**EXTRAIT À LIRE:**
C’est une des raisons pour lesquelles il continue d’être interné depuis 2017 et que les experts estiment la durée de son hospitalisation à plusieurs années, voire des dizaines d’années.
Le troisième point est intéressant, car il nous permet de toucher du doigt certaines questions liées à la psychiatrie et au rôle de l’environnement sociétal dans le délire connu par une personne sujette à des bouffées délirantes.
C’est le sens de la conclusion de mon article de 2019 et le vrai sujet sur lequel les politiques doivent s’emparer.
S’il est acquis qu’un acte peut être commis par un fou tout en étant qualifié d’antisémite, il faut donc lutter au mieux contre ce contexte sociétal particulièrement présent dans certains milieux musulmans (même si l’enquête n’a pas permis avec certitude de dire que Traoré avait des antécédents antisémites).
De plus, retenir le caractère antisémite du meurtre permet, autant que faire se peut, de situer la victime au sein du procès et de caractériser le crime dont elle a fait l’objet.
Je vous renvoie aux mots des Dr Zagury et Bensoussan, que l’on peut trouver dans son interview dans Marianne.
𝟒) 𝐌𝐚𝐢𝐬, 𝐢𝐥 𝐧’𝐲 𝐚𝐯𝐚𝐢𝐭 𝐩𝐚𝐬 𝐝’𝐮𝐧𝐚𝐧𝐢𝐦𝐢𝐭𝐞́ 𝐞𝐧𝐭𝐫𝐞 𝐥𝐞𝐬 𝐞𝐱𝐩𝐞𝐫𝐭𝐬 ?
Comme je l’ai rappelé, trois expertises ont été ordonnées sur Traoré. Deux retiennent l’abolition, alors que le Dr Zagury penchait pour l’altération.
La jurisprudence n’exige pas l’unanimité des expertises psychiatriques pour déterminer l’abolition et l’irresponsabilité pénale, mais un consensus.
Force est de constater qu’il y avait bien consensus.
Il y avait en réalité même unanimité sur la caractérisation de la bouffée délirante aiguë et du caractère imprévisible de celle-ci.
Le Dr Zagury a retenu l’altération (et donc l’éligibilité à la sanction) du fait de la consommation volontaire de cannabis, ce qui, il me semble, est plus une question d’ordre juridique que psychiatrique.

**TRAVAIL À FAIRE:**
1. Restituez le passage de l'extrait compris entre « Je vous renvoie » et « imprévisible de celle-ci. », ces deux bornes incluses.
2. Répondez aux questions suivantes à partir de l'extrait.
(a) Depuis quelle année Traoré est-il interné ?
(b) Combien d'expertises ont été ordonnées sur Traoré ?
(c) Qu'exige la jurisprudence des expertises psychiatriques pour déterminer l'abolition et l'irresponsabilité pénale ?
3. D'après l'extrait, pourquoi le Dr Zagury a-t-il retenu l'altération ? Expliquez-le en une à trois phrases.

**DONNÉES EXTRAITES:**
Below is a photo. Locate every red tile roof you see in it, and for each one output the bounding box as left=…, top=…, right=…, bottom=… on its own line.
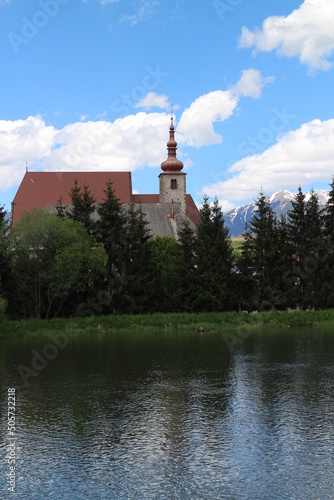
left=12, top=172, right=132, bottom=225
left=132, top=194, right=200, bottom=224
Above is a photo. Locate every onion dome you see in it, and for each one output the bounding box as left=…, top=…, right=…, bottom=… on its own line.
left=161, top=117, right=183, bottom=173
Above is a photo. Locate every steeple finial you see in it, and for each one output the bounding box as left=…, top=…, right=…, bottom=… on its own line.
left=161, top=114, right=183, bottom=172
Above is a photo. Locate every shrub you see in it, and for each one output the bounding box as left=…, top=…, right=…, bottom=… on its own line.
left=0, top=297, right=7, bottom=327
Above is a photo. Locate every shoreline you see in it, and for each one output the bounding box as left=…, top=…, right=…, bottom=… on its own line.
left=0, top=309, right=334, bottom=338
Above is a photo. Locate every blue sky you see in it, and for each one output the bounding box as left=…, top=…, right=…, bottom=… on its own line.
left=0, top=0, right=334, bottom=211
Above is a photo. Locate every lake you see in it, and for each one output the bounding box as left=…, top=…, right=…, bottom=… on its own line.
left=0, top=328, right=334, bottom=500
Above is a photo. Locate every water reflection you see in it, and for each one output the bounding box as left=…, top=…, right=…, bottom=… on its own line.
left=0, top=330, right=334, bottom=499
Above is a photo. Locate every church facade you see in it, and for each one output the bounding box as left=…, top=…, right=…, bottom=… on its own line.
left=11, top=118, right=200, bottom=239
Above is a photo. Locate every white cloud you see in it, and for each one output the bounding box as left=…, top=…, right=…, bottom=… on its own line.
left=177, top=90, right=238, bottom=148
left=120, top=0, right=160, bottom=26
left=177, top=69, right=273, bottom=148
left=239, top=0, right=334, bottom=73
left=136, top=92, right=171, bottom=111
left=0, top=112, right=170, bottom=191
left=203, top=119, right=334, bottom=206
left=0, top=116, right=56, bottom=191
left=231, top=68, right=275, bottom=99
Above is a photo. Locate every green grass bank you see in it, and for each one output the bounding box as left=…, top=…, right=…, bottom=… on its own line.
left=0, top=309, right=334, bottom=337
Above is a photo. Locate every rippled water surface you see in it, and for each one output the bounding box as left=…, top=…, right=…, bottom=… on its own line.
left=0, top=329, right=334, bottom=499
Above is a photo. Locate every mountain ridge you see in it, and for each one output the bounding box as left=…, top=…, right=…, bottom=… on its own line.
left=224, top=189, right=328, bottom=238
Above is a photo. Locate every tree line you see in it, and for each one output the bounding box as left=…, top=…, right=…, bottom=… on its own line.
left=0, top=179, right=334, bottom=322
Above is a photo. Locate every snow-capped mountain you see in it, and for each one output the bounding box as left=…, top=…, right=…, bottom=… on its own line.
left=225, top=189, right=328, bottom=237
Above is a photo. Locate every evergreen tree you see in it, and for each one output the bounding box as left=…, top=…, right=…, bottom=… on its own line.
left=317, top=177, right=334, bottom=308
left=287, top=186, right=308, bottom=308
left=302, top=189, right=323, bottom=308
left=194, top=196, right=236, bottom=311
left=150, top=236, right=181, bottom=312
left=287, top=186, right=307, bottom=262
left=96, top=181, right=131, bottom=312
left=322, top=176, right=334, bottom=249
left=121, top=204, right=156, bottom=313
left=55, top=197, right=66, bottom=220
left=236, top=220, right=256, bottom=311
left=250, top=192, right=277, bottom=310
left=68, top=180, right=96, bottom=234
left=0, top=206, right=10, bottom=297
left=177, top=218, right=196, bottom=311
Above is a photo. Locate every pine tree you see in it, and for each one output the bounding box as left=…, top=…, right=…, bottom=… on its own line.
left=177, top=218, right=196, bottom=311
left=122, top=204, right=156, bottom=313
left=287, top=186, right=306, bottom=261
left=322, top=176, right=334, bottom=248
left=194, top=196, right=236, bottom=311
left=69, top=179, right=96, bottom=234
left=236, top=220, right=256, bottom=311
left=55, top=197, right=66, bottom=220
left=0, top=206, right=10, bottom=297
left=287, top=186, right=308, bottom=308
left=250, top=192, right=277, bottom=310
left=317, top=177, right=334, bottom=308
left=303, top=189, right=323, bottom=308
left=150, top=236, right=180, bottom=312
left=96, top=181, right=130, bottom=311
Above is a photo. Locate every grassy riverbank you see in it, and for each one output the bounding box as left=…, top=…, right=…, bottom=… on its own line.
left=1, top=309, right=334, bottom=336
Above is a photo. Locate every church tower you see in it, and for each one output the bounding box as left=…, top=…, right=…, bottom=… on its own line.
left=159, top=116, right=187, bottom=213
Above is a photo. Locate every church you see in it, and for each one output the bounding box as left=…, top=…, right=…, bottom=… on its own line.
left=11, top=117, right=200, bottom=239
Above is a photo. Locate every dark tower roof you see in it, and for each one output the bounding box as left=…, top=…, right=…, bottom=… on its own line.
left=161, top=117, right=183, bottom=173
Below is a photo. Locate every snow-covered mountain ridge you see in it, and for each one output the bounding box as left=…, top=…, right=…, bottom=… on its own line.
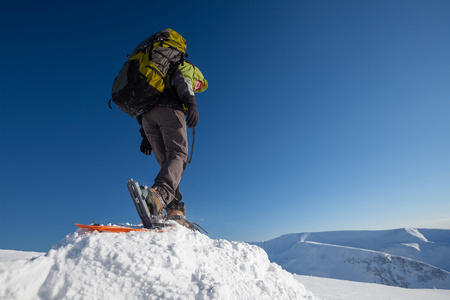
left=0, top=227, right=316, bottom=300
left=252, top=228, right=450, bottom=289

**RÉPONSES APPORTÉES:**
1.
Je vous renvoie aux mots des Dr Zagury et Bensoussan, que l’on peut trouver dans son interview dans Marianne.
𝟒) 𝐌𝐚𝐢𝐬, 𝐢𝐥 𝐧’𝐲 𝐚𝐯𝐚𝐢𝐭 𝐩𝐚𝐬 𝐝’𝐮𝐧𝐚𝐧𝐢𝐦𝐢𝐭𝐞́ 𝐞𝐧𝐭𝐫𝐞 𝐥𝐞𝐬 𝐞𝐱𝐩𝐞𝐫𝐭𝐬 ?
Comme je l’ai rappelé, trois expertises ont été ordonnées sur Traoré. Deux retiennent l’abolition, alors que le Dr Zagury penchait pour l’altération.
La jurisprudence n’exige pas l’unanimité des expertises psychiatriques pour déterminer l’abolition et l’irresponsabilité pénale, mais un consensus.
Force est de constater qu’il y avait bien consensus.
Il y avait en réalité même unanimité sur la caractérisation de la bouffée délirante aiguë et du caractère imprévisible de celle-ci.

2.
(a) Depuis 2017.
(b) Trois expertises.
(c) Un consensus, et non l'unanimité.

3. Le Dr Zagury a retenu l'altération, et donc l'éligibilité à la sanction, en raison de la consommation volontaire de cannabis.